____ Source document
A new report that found China’s upstream dam management is responsible for dangerously low water levels and drought conditions along the Mekong River needs to be “studied”, according to a Cambodian National Mekong Commission official.
The report, titled “Monitoring the Quantity of Water Flowing Through the Upper Mekong Basin Under Natural (Unimpeded) Conditions”, used river gauges to sense water flows along the river. It said China’s portion of the Upper Mekong saw high levels of rainfall from April to November 2019 as downstream regions like Cambodia were in drought.
With regular snowmelt, there should have been enough water flowing downstream to keep levels high even in the Lower Mekong, the report claimed, but that did not happen. Instead, most of the water was held in upstream dams by engineers in China.
Cambodia National Mekong Committee secretary-general So Sophort said on Friday drought conditions over in the past year in the Lower Mekong had been debilitating.
“The drought in 2019 was severe and the water levels reached their lowest in a recorded history of more than 60 years, and that was due to the low regional rainfall and the hotter and drier weather that the Mekong region faced,” Sophort said, explaining the impacts were felt in other Mekong basin countries of Thailand, Laos and Vietnam.
Sophort said that the findings of the report therefore deserved to be taken seriously by the Mekong River Commission, a regional body that attempts to govern the Mekong.
“It has been said the drought faced in the Mekong basin was because of mainstream dams on the Mekong,” he said. “This needs to be further studied by the MRC.”
He added that the findings would likely be taken into consideration “for better management and mitigation of drought in a cooperative manner in the future,” but that it should be remembered that China was a valued “dialogue partner” of the MRC.
“Cooperation with China is progressing well, including with information and data sharing. China as an MRC dialogue partner is always committed to working with the MRC member countries to address our common challenges for mutual benefit.”
Released on April 10, the report for the water management monitor Eyes on Earth counterposed its findings with a public statement made earlier this year by Chinese Foreign Minister Wang Yi that low rainfall was the cause of the drought in the region and that China was hurting too. Instead, it said water in the Lower Mekong would presently be expected to be at above average levels if not for water being held back in China.
________
What this exercise asks
- 1) List every country named in the article about the Mekong drought.
- 2) Carry on the article about the Mekong drought from the point where it stops.
____ Data under study
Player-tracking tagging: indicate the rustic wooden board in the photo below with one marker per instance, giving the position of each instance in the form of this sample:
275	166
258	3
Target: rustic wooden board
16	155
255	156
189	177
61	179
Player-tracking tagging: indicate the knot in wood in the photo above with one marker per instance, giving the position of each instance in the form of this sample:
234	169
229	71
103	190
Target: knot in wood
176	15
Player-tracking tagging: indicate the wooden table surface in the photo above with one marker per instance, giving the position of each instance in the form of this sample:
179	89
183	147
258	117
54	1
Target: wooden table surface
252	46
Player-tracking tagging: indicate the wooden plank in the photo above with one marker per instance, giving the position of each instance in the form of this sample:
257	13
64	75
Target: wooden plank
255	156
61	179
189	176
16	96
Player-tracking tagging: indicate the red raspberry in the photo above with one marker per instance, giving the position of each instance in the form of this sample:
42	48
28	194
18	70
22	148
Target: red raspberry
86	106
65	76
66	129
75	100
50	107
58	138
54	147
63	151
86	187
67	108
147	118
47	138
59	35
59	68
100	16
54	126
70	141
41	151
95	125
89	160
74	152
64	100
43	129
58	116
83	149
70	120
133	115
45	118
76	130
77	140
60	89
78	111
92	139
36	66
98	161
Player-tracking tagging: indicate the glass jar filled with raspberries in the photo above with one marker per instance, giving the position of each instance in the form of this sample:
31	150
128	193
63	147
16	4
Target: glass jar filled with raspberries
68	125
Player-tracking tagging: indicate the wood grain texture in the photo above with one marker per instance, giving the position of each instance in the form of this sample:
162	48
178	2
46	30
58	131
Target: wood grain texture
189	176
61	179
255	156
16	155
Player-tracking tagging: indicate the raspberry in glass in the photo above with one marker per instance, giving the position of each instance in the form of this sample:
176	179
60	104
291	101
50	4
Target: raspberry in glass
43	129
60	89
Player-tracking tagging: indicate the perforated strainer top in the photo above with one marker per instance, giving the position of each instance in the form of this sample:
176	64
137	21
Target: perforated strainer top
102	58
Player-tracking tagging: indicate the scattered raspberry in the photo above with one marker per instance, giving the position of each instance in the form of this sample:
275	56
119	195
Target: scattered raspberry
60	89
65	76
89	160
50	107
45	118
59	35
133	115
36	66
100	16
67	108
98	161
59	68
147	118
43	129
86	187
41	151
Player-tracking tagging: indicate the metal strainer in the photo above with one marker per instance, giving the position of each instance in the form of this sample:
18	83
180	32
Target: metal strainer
________
Responses by task
- 1) China, Cambodia, Thailand, Laos, Vietnam

- 2)
“Today a total of eleven mega-dams dot China’s upper Mekong reaches and collectively store as much water as the Chesapeake Bay,” the report said. “The frequency and severity of downstream drought has increased over the last two decades, and Thailand, Cambodia, and Vietnam are currently suffering through the worst drought in history.”
“Now that these findings are available and can be reported in near-real time, it is incumbent upon stakeholders in Lower Mekong countries to pursue changes to the way China’s upstream dams are operated and negotiate for a more equitable distribution.”
It noted, in particular, the impact reduced flows were having on food security.
“In Cambodia, fishing communities alongside the Tonle Sap Lake – the world’s largest inland fishery from which Cambodians catch up to 70% of their protein intake – reported fish catches 80-90% lower than usual. Nowadays some highly populated portions of Vietnam’s Mekong Delta have completely lost access to fresh water.”
As the basin enters into dry season, it added, already 17 provinces across the four Mekong countries had declared “emergency” drought conditions, with the reduced water hampering efforts to grow rice and adding to worries amid the Covid-19 outbreak.
Minh Bunly, a program coordinator for the local organization Fisheries Action Coalition Team along the Tonle Sap lake, which receives most of its water from the Mekong, said the Cambodian government should seek an explanation from China about its dam use.
“It impacts not only the Mekong but also the Tonle Sap because if there are not good flow conditions, it affects the fish shelters and fish reproduction [upstream]. So blocking and restricting dams in China really impacts natural resources in Cambodia, and the Cambodian government should find a solution with the relevant country on this issue.”
Bunly said Cambodian fishers in his community were witnessing lower and lower catches each year. He said it was unsustainable for the situation to continue.
Government officials were less interested in commenting on the report. Council of Ministers spokesman Phay Siphan, for one, declined to comment on the issue and referred queries to the Ministry of Environment and the Ministry of Water Resources.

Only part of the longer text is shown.